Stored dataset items
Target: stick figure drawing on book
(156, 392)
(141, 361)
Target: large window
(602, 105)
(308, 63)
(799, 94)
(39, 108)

Directive:
Render every line of the entries as a JSON list of strings, one string per line, skipping blank lines.

Completed exercise:
[
  "Target: stick figure drawing on book",
  "(156, 392)",
  "(141, 361)",
  "Target: large window",
  "(602, 105)",
  "(308, 63)",
  "(799, 94)",
  "(39, 108)"
]